RECORDS SUPPLIED
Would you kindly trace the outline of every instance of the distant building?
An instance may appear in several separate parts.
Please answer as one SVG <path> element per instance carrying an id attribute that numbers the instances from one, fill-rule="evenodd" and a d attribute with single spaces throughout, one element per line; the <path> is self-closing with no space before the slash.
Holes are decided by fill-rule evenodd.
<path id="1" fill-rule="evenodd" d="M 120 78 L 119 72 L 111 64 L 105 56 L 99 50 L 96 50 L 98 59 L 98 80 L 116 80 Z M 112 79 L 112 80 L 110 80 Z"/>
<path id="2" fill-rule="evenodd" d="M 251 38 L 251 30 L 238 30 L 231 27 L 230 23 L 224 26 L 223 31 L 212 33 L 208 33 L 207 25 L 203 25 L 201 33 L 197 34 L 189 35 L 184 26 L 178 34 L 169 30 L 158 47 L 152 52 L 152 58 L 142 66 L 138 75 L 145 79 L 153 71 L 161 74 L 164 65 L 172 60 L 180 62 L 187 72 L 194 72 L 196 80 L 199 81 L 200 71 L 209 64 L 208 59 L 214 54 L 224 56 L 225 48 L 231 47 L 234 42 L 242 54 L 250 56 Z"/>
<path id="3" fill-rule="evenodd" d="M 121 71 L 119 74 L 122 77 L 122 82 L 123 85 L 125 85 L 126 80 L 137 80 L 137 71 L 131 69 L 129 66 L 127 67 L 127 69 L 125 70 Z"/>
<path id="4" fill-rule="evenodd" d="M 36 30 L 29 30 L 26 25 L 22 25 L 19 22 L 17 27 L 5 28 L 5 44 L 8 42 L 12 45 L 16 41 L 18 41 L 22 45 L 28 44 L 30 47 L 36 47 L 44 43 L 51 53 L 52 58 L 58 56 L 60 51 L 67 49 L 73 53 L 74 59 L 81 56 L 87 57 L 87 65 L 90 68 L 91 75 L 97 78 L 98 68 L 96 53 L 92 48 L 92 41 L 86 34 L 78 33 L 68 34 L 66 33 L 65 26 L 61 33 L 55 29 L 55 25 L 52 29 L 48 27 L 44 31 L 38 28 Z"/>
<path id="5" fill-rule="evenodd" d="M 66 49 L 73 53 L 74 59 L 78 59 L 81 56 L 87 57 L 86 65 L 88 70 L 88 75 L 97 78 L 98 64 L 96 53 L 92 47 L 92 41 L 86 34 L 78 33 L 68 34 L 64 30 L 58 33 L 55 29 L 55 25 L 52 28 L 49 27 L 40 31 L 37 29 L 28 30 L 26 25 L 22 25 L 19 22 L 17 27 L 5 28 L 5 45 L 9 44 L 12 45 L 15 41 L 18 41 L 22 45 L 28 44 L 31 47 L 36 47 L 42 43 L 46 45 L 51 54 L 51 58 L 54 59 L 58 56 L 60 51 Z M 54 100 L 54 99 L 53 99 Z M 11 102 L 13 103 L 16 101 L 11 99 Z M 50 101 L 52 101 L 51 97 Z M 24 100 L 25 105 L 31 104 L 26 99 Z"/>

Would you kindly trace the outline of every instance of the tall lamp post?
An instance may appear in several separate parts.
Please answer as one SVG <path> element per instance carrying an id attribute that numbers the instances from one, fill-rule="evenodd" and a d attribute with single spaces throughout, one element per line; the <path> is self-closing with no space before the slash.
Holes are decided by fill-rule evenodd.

TASK OBJECTIVE
Copy out every row above word for word, keeping each line and its order unchanged.

SOLUTION BELOW
Would you kindly trace the outline of every instance of the distant building?
An instance may appear in several separate parts.
Please answer as one SVG <path> element per instance carrying an id attribute that numbers the instances from one, fill-rule="evenodd" and a d attribute with single spaces throughout, one element per line; the <path> is self-closing with no space before the slash.
Holes are decided by fill-rule evenodd.
<path id="1" fill-rule="evenodd" d="M 120 78 L 119 72 L 111 64 L 105 56 L 99 50 L 96 50 L 98 59 L 98 80 L 116 80 Z M 112 79 L 112 80 L 110 80 Z"/>
<path id="2" fill-rule="evenodd" d="M 251 38 L 251 30 L 238 30 L 231 27 L 230 23 L 224 26 L 223 31 L 212 33 L 208 33 L 207 25 L 203 25 L 201 33 L 197 34 L 189 35 L 184 26 L 178 34 L 169 30 L 158 47 L 152 52 L 152 58 L 142 66 L 138 75 L 145 79 L 153 71 L 161 74 L 164 65 L 172 60 L 180 62 L 187 72 L 194 72 L 196 80 L 199 81 L 200 71 L 209 64 L 208 59 L 214 54 L 224 56 L 225 48 L 231 47 L 234 42 L 242 54 L 250 56 Z"/>
<path id="3" fill-rule="evenodd" d="M 121 71 L 119 74 L 122 77 L 122 82 L 123 85 L 125 85 L 126 80 L 137 80 L 137 71 L 131 69 L 129 66 L 127 67 L 127 69 L 125 70 Z"/>
<path id="4" fill-rule="evenodd" d="M 36 30 L 29 30 L 26 25 L 22 25 L 19 22 L 17 27 L 5 28 L 5 44 L 8 42 L 12 45 L 16 41 L 18 41 L 22 45 L 28 44 L 30 47 L 36 47 L 44 43 L 51 53 L 52 58 L 58 56 L 60 51 L 67 49 L 73 53 L 74 59 L 81 56 L 87 57 L 87 65 L 90 68 L 91 75 L 97 78 L 98 68 L 96 53 L 92 48 L 92 41 L 86 34 L 78 33 L 68 34 L 66 33 L 65 26 L 61 33 L 55 29 L 55 25 L 52 29 L 48 27 L 44 31 L 38 28 Z"/>
<path id="5" fill-rule="evenodd" d="M 66 49 L 73 53 L 74 59 L 78 59 L 81 56 L 87 57 L 86 65 L 88 70 L 88 75 L 97 78 L 98 64 L 96 53 L 92 47 L 92 41 L 86 34 L 78 33 L 68 34 L 64 30 L 58 33 L 55 29 L 55 25 L 52 28 L 49 27 L 40 31 L 37 29 L 28 30 L 26 25 L 22 25 L 19 22 L 17 27 L 5 28 L 5 45 L 9 44 L 12 45 L 15 41 L 18 41 L 22 45 L 28 44 L 31 47 L 36 47 L 42 43 L 46 45 L 51 54 L 51 58 L 54 59 L 58 56 L 60 51 Z M 54 100 L 54 99 L 53 99 Z M 11 102 L 13 103 L 16 101 L 11 99 Z M 50 101 L 52 101 L 51 97 Z M 24 100 L 25 105 L 31 104 L 26 99 Z"/>

Would you kindly trace the outline of every instance of the tall lamp post?
An instance may appear in several separate parts.
Please answer as one SVG <path> element per instance carrying an id attribute that numbers the instances from one, fill-rule="evenodd" and a d attribute with single spaces throughout, one element per line; the <path> is self-closing with no space before the slash.
Holes are decided by fill-rule evenodd.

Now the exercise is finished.